=== DATA ===
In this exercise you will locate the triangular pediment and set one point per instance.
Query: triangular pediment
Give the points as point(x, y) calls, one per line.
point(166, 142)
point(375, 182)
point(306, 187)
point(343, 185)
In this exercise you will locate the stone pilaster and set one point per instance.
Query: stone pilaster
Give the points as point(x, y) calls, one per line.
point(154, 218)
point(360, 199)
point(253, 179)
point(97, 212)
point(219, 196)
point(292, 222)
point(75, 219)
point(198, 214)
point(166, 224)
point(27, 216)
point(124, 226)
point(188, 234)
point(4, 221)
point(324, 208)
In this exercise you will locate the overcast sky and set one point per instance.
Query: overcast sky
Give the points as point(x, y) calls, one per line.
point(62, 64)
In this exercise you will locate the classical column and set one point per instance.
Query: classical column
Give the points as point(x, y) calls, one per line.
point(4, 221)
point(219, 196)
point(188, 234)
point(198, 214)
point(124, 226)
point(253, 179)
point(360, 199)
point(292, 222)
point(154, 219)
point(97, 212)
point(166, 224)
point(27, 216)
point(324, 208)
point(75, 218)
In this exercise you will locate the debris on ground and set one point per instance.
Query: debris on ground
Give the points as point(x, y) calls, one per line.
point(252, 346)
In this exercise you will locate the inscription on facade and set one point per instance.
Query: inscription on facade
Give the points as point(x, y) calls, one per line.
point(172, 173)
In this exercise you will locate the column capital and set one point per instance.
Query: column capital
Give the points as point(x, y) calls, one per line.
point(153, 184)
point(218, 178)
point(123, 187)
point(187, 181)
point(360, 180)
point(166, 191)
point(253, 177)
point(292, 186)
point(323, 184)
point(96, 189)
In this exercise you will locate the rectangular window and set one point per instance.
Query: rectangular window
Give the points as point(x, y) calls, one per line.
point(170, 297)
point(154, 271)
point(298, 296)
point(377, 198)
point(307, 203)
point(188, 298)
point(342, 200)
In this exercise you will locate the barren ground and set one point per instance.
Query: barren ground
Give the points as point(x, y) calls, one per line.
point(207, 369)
===
■ THE TASK ■
Copy all of the records above word for word, keeping every line in its original order.

■ SOLVED EXERCISE ■
In this exercise you will locate the triangular pediment and set one point per instance.
Query: triangular pediment
Give the points as point(x, y) calls, one per line.
point(166, 142)
point(375, 182)
point(306, 187)
point(343, 185)
In this exercise you will locate the stone pilaster and set one point per instance.
Query: stone pilaster
Give the points as point(x, y) calls, one per line.
point(154, 218)
point(360, 199)
point(253, 179)
point(97, 212)
point(219, 196)
point(292, 222)
point(75, 219)
point(198, 214)
point(166, 224)
point(27, 216)
point(124, 226)
point(188, 234)
point(4, 221)
point(324, 208)
In this exercise you will locate the overcast sky and set one point per instance.
Query: overcast sky
Give the points as point(x, y) calls, one per line.
point(62, 64)
In this exercise you will locate the classical column and set one point per instance.
Query: classical column
Give the points as point(x, y) calls, one per line.
point(4, 221)
point(219, 196)
point(188, 234)
point(198, 214)
point(124, 226)
point(253, 179)
point(360, 199)
point(292, 222)
point(154, 219)
point(97, 212)
point(166, 224)
point(27, 216)
point(324, 208)
point(75, 218)
In this exercise you will locate the debris on ground and set one point per instance.
Query: debris on ground
Give the points as point(x, y) calls, one per line.
point(252, 346)
In this exercise you will locate the inscription on facade and set one point per instance.
Query: inscription on facade
Give the points as point(x, y) calls, one per line.
point(172, 173)
In this exercise you will locate the column capital and set one point per instance.
Query: column capital
Give the points as point(x, y) calls, one per line.
point(153, 184)
point(218, 178)
point(123, 187)
point(187, 181)
point(360, 180)
point(166, 191)
point(253, 177)
point(292, 186)
point(323, 184)
point(96, 189)
In this exercise you will locate the rectangular window and set one point per instance.
Query: rectangular window
Give the points as point(x, y) calls, one per line.
point(170, 297)
point(154, 271)
point(298, 296)
point(377, 198)
point(307, 203)
point(188, 298)
point(342, 200)
In this exercise you will locate the barren ground and set one point per instance.
Query: barren ground
Give the points as point(x, y) calls, one per line.
point(207, 369)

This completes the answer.